STATED PROBLEM =
Leave out the pictures, then reproduce the rest of the material exactly.
## BEGIN ENTRIES SUPPLIED
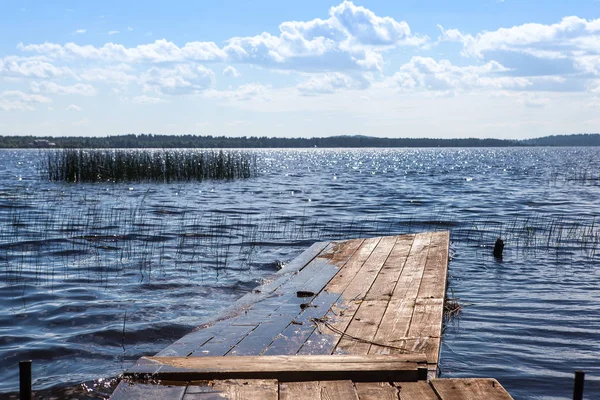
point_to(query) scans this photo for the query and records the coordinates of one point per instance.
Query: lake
(94, 276)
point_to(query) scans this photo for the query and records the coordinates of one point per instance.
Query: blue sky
(410, 68)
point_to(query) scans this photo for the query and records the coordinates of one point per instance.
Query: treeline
(193, 141)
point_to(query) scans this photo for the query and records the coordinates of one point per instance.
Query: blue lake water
(94, 276)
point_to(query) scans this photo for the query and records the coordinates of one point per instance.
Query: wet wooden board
(344, 389)
(362, 296)
(238, 389)
(318, 390)
(469, 389)
(366, 298)
(283, 368)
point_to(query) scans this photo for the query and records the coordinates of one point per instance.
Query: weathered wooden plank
(294, 336)
(223, 342)
(324, 340)
(430, 346)
(409, 282)
(256, 341)
(363, 326)
(368, 317)
(427, 318)
(433, 283)
(304, 258)
(284, 368)
(421, 390)
(233, 389)
(132, 390)
(470, 389)
(376, 391)
(318, 390)
(260, 338)
(315, 275)
(241, 308)
(343, 278)
(393, 328)
(383, 287)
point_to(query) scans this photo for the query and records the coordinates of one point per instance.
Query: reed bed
(145, 165)
(81, 237)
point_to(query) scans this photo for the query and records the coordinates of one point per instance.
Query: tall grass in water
(123, 165)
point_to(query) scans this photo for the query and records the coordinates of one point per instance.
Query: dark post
(25, 380)
(498, 248)
(578, 388)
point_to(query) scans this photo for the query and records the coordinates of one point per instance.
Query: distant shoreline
(253, 142)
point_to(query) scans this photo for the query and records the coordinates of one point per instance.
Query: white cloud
(571, 37)
(81, 122)
(31, 68)
(331, 83)
(147, 100)
(231, 72)
(83, 89)
(531, 100)
(157, 52)
(73, 107)
(182, 79)
(425, 73)
(249, 92)
(353, 37)
(118, 74)
(15, 100)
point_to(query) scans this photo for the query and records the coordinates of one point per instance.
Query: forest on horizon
(196, 141)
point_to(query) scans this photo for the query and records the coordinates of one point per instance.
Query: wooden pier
(356, 319)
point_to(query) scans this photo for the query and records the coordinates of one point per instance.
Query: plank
(260, 338)
(240, 309)
(366, 321)
(470, 389)
(325, 340)
(296, 334)
(421, 390)
(223, 342)
(343, 278)
(427, 318)
(318, 390)
(363, 326)
(394, 326)
(383, 287)
(234, 389)
(409, 282)
(126, 390)
(433, 283)
(284, 368)
(304, 258)
(376, 391)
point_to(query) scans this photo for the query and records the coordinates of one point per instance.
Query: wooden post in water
(578, 387)
(25, 380)
(498, 248)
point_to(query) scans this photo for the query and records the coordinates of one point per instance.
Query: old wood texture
(282, 368)
(355, 319)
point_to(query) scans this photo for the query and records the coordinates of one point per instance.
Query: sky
(410, 68)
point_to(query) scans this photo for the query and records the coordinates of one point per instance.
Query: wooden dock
(356, 319)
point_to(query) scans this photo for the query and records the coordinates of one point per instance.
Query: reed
(145, 165)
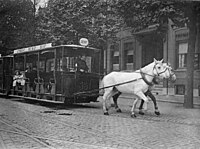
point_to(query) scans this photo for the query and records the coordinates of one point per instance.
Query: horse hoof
(141, 112)
(119, 110)
(157, 112)
(133, 115)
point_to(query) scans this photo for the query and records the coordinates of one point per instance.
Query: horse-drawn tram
(56, 73)
(6, 65)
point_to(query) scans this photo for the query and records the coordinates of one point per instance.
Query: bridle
(158, 73)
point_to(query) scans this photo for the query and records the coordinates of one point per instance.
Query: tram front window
(19, 63)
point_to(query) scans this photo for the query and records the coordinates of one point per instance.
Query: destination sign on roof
(33, 48)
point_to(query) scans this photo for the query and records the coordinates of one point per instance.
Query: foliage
(66, 21)
(16, 28)
(139, 14)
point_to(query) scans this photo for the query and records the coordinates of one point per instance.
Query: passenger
(81, 65)
(18, 78)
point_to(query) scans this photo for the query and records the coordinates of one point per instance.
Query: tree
(139, 14)
(16, 17)
(65, 21)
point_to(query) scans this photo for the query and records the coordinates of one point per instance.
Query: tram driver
(80, 64)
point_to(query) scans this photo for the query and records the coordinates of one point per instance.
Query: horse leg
(133, 108)
(154, 102)
(140, 107)
(142, 103)
(106, 97)
(142, 96)
(115, 97)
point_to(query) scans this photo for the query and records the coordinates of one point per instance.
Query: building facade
(132, 52)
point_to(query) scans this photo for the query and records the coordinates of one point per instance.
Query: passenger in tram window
(31, 74)
(80, 64)
(64, 64)
(18, 78)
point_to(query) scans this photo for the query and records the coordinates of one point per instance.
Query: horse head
(160, 69)
(171, 71)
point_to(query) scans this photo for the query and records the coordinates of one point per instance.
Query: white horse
(136, 83)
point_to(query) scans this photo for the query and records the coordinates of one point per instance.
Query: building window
(199, 89)
(182, 55)
(116, 57)
(197, 61)
(180, 89)
(129, 50)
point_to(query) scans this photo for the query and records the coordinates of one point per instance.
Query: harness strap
(144, 78)
(95, 90)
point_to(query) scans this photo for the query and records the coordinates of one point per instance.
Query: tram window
(50, 65)
(31, 60)
(42, 66)
(1, 65)
(19, 63)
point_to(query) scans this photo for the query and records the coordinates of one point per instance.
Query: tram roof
(36, 48)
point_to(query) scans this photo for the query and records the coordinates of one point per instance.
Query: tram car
(6, 68)
(52, 73)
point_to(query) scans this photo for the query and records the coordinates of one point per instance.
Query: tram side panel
(6, 64)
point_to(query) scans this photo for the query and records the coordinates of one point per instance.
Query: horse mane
(147, 66)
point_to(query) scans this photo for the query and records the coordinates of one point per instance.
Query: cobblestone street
(31, 125)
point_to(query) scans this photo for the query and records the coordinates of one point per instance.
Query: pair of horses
(136, 83)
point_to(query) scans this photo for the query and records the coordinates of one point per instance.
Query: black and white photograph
(99, 74)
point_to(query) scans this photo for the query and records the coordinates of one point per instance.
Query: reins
(94, 90)
(143, 77)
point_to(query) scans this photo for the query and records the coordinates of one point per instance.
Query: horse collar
(144, 78)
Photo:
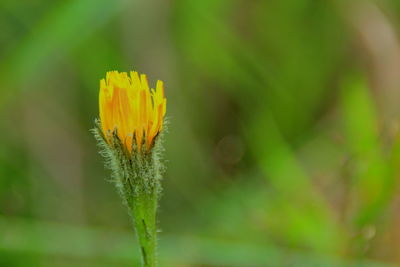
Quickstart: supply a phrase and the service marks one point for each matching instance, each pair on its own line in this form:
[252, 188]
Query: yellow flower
## END ENTRIES SUPPLIED
REPLY TO THE TASK =
point_to(query) scans this photo for the query and records the coordinates of one point per instance.
Query: lake
(94, 276)
point_to(query) scans this photo for the query and records the coordinates of one point per instance.
Query: blue sky
(410, 68)
point_to(query) scans this photo for the query and records the coordinates of one point per instance.
Query: treeline
(193, 141)
point_to(query) scans this photo for the query and records the coordinates of one point per instance.
Query: blue lake water
(94, 276)
point_to(query) scans this photo for the query and records the coordinates of one point per instance.
Query: wet wooden board
(344, 389)
(362, 296)
(238, 389)
(318, 390)
(469, 389)
(366, 298)
(283, 368)
point_to(query) scans this photo for the query and records the coordinates of one point per instance.
Query: weathered wooden plank
(294, 336)
(223, 342)
(324, 340)
(430, 346)
(409, 282)
(256, 341)
(363, 326)
(368, 317)
(427, 318)
(433, 283)
(304, 258)
(284, 368)
(421, 390)
(233, 389)
(132, 390)
(470, 389)
(376, 391)
(318, 390)
(260, 338)
(315, 275)
(241, 308)
(343, 278)
(393, 328)
(383, 287)
point_to(query) scans this photo for the query and records the coordinates of one point per instance.
Query: reed bed
(145, 165)
(81, 237)
point_to(query) scans this photo for the query and records the coordinates of one point per instance.
Query: tall grass in water
(123, 165)
point_to(query) scans this photo for the query and records the coordinates of one point per instance.
Query: dark post
(25, 380)
(498, 248)
(578, 388)
point_to(query) scans this photo for the query and records the coordinates of one point per instance.
Query: distant shoreline
(253, 142)
point_to(query) scans this photo for the query and records the coordinates of one point per instance.
Query: white cloud
(571, 37)
(81, 122)
(31, 68)
(331, 83)
(147, 100)
(231, 72)
(83, 89)
(531, 100)
(157, 52)
(73, 107)
(182, 79)
(425, 73)
(249, 92)
(353, 37)
(118, 74)
(15, 100)
point_to(query) scans this photo for the query and records the coordinates of one point per instance.
Query: forest on horizon
(196, 141)
point_to(query) scans this photo for the query and records the coordinates of one point per instance.
Query: wooden pier
(356, 319)
point_to(query) scans this photo for the query and records the coordinates of one point per instance.
Query: plank
(260, 338)
(240, 309)
(366, 321)
(470, 389)
(325, 340)
(296, 334)
(421, 390)
(223, 342)
(343, 278)
(427, 318)
(318, 390)
(363, 326)
(394, 326)
(383, 287)
(234, 389)
(409, 282)
(126, 390)
(433, 283)
(284, 368)
(304, 258)
(376, 391)
point_to(query) scans this photo for the query and records the coordinates of one point per instance.
Query: wooden post in water
(578, 387)
(25, 380)
(498, 248)
point_to(query) scans this photo for the query and records the coordinates of one point per instance.
Query: old wood texture
(282, 368)
(355, 319)
point_to(query) scans this photo for the query and records the coordinates of one point per instance.
Query: sky
(410, 68)
point_to(query) scans this photo for the query and records the coordinates of one point per instance.
Query: wooden dock
(356, 319)
point_to(query) scans this photo for the query and records the coordinates of one point per instance.
Query: reed
(145, 165)
point_to(query) scans this photo for the query and records the coordinates of one point per instance.
Query: horse hoof
(141, 112)
(119, 110)
(157, 112)
(133, 115)
point_to(query) scans this photo for the query and records the coordinates of one point per instance.
Query: horse-drawn tram
(56, 73)
(6, 65)
point_to(query) scans this photo for the query and records the coordinates of one point per instance.
Query: bridle
(158, 73)
point_to(query) scans this photo for the query and records the coordinates of one point per instance.
Query: tram front window
(19, 63)
point_to(query) scans this photo for the query and records the coordinates of one point per instance.
Query: destination sign on roof
(33, 48)
point_to(query) scans this photo for the query and records the coordinates of one point per instance.
Query: foliage
(66, 21)
(16, 28)
(139, 14)
point_to(query) scans this photo for the query and records the coordinates of one point per instance.
Query: passenger
(81, 65)
(18, 78)
point_to(query) scans this photo for the query and records the coordinates of one point per instance.
Query: tree
(139, 14)
(16, 17)
(65, 21)
point_to(query) scans this photo for the query and records the coordinates of one point per instance.
Query: tram driver
(80, 64)
point_to(query) scans this photo for the query and records the coordinates of one point per instance.
Query: horse leg
(133, 108)
(154, 102)
(140, 107)
(142, 103)
(106, 97)
(142, 96)
(115, 97)
point_to(query) scans this photo for the query and records the coordinates of one point per instance.
Query: building facade
(132, 52)
point_to(query) scans this photo for the query and records the coordinates of one point per instance.
Query: passenger in tram window
(31, 74)
(80, 64)
(64, 64)
(18, 78)
point_to(query) scans this photo for the query and records the coordinates of one point per instance.
Query: horse head
(160, 69)
(171, 71)
point_to(query) scans this photo for the query and records the coordinates of one point per instance.
Query: white horse
(136, 83)
point_to(query) scans this photo for the query and records the coordinates of one point per instance.
Query: building window
(199, 89)
(182, 55)
(116, 57)
(197, 61)
(180, 89)
(129, 50)
point_to(query) scans this photo for the query and records the coordinates of one point per instance.
Query: harness strap
(144, 78)
(95, 90)
point_to(query) scans this photo for the query and records the coordinates of one point per instance.
Query: tram window
(50, 65)
(31, 60)
(42, 66)
(1, 65)
(19, 63)
point_to(query) scans this photo for the query and records the coordinates of one point per instance.
Query: tram roof
(36, 48)
point_to(query) scans this photo for the query and records the coordinates of one point per instance.
Query: tram car
(6, 68)
(52, 73)
point_to(query) scans this photo for the query and records the coordinates of one point per instance.
Query: tram side panel
(6, 64)
point_to(query) scans this photo for the query and records the coordinates of one point per instance.
Query: horse mane
(147, 66)
point_to(query) scans this photo for the query and records the coordinates of one point per instance.
Query: cobblestone street
(31, 125)
point_to(query) scans this photo for the query and records the coordinates of one point per instance.
Query: pair of horses
(136, 83)
point_to(query) scans this photo for the query and records the coordinates of one point per instance.
Query: black and white photograph
(99, 74)
point_to(query) scans this photo for the query and records the coordinates of one point per instance.
Query: reins
(94, 90)
(143, 77)
point_to(query) scans this photo for the query and records the coordinates of one point per instance.
Query: horse collar
(144, 78)
Photo:
Quickstart: supply a phrase and the service marks one point for each matching instance, each pair on its own line in this form:
[252, 188]
Query: yellow flower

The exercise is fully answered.